Task to carry out: Reproduce each record exactly, but exclude every picture.

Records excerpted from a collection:
__________
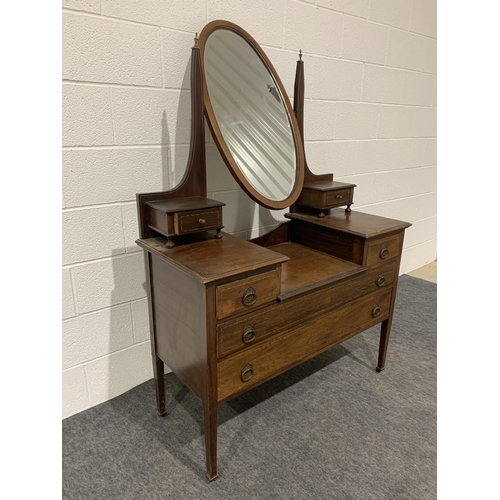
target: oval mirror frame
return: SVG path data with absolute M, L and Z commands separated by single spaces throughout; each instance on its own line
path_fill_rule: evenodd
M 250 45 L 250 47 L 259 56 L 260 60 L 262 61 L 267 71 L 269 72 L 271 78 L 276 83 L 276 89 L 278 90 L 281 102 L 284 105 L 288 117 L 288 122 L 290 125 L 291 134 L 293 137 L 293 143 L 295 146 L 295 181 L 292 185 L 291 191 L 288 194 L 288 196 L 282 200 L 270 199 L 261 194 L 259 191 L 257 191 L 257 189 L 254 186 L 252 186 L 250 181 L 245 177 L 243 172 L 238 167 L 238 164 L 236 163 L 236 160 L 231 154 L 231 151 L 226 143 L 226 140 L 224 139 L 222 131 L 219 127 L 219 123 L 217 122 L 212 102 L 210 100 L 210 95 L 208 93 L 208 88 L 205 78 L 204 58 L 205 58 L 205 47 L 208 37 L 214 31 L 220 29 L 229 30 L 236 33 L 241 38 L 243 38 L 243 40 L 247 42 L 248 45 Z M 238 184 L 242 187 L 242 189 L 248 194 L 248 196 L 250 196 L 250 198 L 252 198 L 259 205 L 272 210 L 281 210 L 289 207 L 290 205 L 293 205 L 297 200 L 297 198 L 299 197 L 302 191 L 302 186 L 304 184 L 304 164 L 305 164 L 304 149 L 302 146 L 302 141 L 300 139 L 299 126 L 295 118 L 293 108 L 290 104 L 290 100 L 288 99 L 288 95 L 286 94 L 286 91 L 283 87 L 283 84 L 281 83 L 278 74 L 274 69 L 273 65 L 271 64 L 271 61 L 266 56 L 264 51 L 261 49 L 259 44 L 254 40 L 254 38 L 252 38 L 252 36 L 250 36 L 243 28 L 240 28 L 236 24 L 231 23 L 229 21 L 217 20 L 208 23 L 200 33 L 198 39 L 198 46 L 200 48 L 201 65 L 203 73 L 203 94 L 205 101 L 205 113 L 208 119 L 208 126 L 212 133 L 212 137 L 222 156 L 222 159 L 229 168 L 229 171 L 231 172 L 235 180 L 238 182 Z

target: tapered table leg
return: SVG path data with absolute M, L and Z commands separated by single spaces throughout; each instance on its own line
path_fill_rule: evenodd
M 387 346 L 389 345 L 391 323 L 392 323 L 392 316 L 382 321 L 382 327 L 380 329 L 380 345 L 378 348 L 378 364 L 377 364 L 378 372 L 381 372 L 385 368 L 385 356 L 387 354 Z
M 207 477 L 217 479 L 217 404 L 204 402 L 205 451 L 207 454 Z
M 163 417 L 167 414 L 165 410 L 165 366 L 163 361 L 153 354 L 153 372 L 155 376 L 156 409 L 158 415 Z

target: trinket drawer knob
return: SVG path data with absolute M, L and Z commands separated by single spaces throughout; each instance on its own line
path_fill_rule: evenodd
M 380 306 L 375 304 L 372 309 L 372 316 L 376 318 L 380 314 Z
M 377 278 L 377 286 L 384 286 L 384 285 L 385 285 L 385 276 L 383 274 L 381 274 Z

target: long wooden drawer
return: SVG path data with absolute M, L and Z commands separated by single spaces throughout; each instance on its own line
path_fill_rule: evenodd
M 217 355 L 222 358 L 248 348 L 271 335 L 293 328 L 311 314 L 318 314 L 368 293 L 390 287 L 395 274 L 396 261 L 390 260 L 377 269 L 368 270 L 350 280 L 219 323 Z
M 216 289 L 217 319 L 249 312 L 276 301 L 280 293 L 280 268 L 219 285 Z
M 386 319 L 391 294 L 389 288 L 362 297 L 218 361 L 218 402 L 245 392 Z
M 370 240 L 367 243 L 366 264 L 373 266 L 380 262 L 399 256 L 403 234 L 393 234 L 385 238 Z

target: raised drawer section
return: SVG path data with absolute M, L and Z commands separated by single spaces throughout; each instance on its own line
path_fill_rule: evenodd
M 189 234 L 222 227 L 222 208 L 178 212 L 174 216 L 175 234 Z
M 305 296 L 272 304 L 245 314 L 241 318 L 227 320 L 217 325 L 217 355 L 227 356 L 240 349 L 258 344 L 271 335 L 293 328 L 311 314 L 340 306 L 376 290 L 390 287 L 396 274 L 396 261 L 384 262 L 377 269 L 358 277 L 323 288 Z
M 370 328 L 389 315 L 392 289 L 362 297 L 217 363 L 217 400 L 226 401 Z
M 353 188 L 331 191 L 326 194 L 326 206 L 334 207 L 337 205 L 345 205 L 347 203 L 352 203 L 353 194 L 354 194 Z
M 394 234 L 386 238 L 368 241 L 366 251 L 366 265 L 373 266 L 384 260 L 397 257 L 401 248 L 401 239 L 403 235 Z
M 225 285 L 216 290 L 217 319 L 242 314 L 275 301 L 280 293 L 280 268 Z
__________
Exercise result:
target: oval mirror frame
return: SVG path data with absolute M, L and Z commands separated by single spaces throughout; each instance on its own line
path_fill_rule: evenodd
M 250 45 L 250 47 L 259 56 L 260 60 L 262 61 L 267 71 L 269 72 L 271 78 L 276 83 L 276 89 L 278 90 L 281 102 L 284 105 L 288 117 L 288 122 L 290 125 L 291 134 L 293 137 L 293 143 L 295 146 L 295 181 L 292 185 L 291 191 L 288 194 L 288 196 L 282 200 L 270 199 L 261 194 L 259 191 L 257 191 L 257 189 L 254 186 L 252 186 L 250 181 L 245 177 L 243 172 L 238 167 L 238 164 L 236 163 L 236 160 L 231 154 L 231 151 L 226 143 L 226 140 L 224 139 L 222 131 L 219 127 L 219 123 L 217 122 L 212 102 L 210 100 L 210 95 L 208 93 L 208 88 L 205 78 L 204 58 L 205 58 L 205 47 L 208 37 L 214 31 L 220 29 L 229 30 L 236 33 L 241 38 L 243 38 L 243 40 L 247 42 L 248 45 Z M 238 184 L 242 187 L 242 189 L 248 194 L 248 196 L 250 196 L 250 198 L 252 198 L 259 205 L 272 210 L 281 210 L 289 207 L 290 205 L 293 205 L 297 200 L 297 198 L 299 197 L 302 191 L 302 186 L 304 184 L 304 164 L 305 164 L 304 149 L 302 146 L 302 141 L 300 139 L 299 126 L 295 118 L 293 108 L 290 104 L 290 100 L 288 99 L 288 95 L 286 94 L 286 91 L 283 87 L 283 84 L 281 83 L 278 74 L 274 69 L 273 65 L 271 64 L 271 61 L 266 56 L 264 51 L 261 49 L 259 44 L 254 40 L 254 38 L 252 38 L 252 36 L 250 36 L 243 28 L 240 28 L 236 24 L 231 23 L 229 21 L 217 20 L 208 23 L 200 33 L 198 39 L 198 46 L 200 48 L 201 65 L 203 73 L 203 94 L 205 101 L 205 113 L 208 119 L 208 126 L 212 133 L 212 137 L 222 156 L 222 159 L 229 168 L 229 171 L 231 172 L 235 180 L 238 182 Z

target: tapered table leg
return: SVG path data with absolute M, L and Z commands separated by single spaces throughout; each instance on its own line
path_fill_rule: evenodd
M 387 346 L 389 345 L 391 323 L 392 323 L 392 316 L 382 321 L 382 327 L 380 329 L 380 345 L 378 348 L 378 364 L 377 364 L 378 372 L 381 372 L 385 368 L 385 356 L 387 354 Z
M 207 477 L 217 479 L 217 404 L 204 402 L 205 451 L 207 454 Z
M 163 417 L 167 414 L 165 410 L 165 366 L 163 361 L 153 354 L 153 372 L 155 376 L 156 409 L 158 415 Z

target: trinket drawer knob
return: SVG path data with absolute M, L and Z commands separated by single spaces throughout; each instance on its own line
path_fill_rule: evenodd
M 380 306 L 375 304 L 372 309 L 372 316 L 376 318 L 380 314 Z
M 377 278 L 377 286 L 384 286 L 384 285 L 385 285 L 385 276 L 383 274 L 381 274 Z

target: long wooden drawer
return: SVG path data with absolute M, L and Z commands separated by single spaces throughout; each instance on its own line
path_fill_rule: evenodd
M 217 355 L 222 358 L 248 348 L 271 335 L 293 328 L 311 314 L 318 314 L 368 293 L 390 287 L 395 274 L 396 261 L 390 260 L 377 269 L 368 270 L 350 280 L 219 323 Z
M 216 289 L 217 319 L 249 312 L 276 301 L 280 293 L 280 268 L 219 285 Z
M 386 319 L 391 294 L 389 288 L 362 297 L 218 361 L 218 402 L 245 392 Z
M 370 240 L 367 243 L 366 264 L 373 266 L 380 262 L 399 256 L 403 234 L 393 234 L 385 238 Z

target: raised drawer section
return: SVG path data with absolute M, L and Z commands separated by single spaces throughout; each instance on its own line
path_fill_rule: evenodd
M 189 234 L 222 227 L 222 208 L 178 212 L 174 216 L 175 234 Z
M 305 296 L 272 304 L 245 314 L 241 318 L 227 320 L 217 325 L 217 355 L 227 356 L 240 349 L 258 344 L 271 335 L 293 328 L 311 314 L 340 306 L 376 290 L 390 287 L 396 274 L 396 261 L 384 262 L 377 269 L 358 277 L 323 288 Z
M 370 328 L 389 315 L 392 289 L 362 297 L 217 363 L 217 400 L 226 401 Z
M 353 188 L 331 191 L 326 194 L 326 206 L 334 207 L 337 205 L 345 205 L 347 203 L 352 203 L 353 194 L 354 194 Z
M 394 234 L 386 238 L 368 241 L 366 251 L 366 265 L 373 266 L 384 260 L 397 257 L 401 248 L 401 239 L 403 235 Z
M 225 285 L 216 290 L 217 319 L 242 314 L 275 301 L 280 293 L 280 268 Z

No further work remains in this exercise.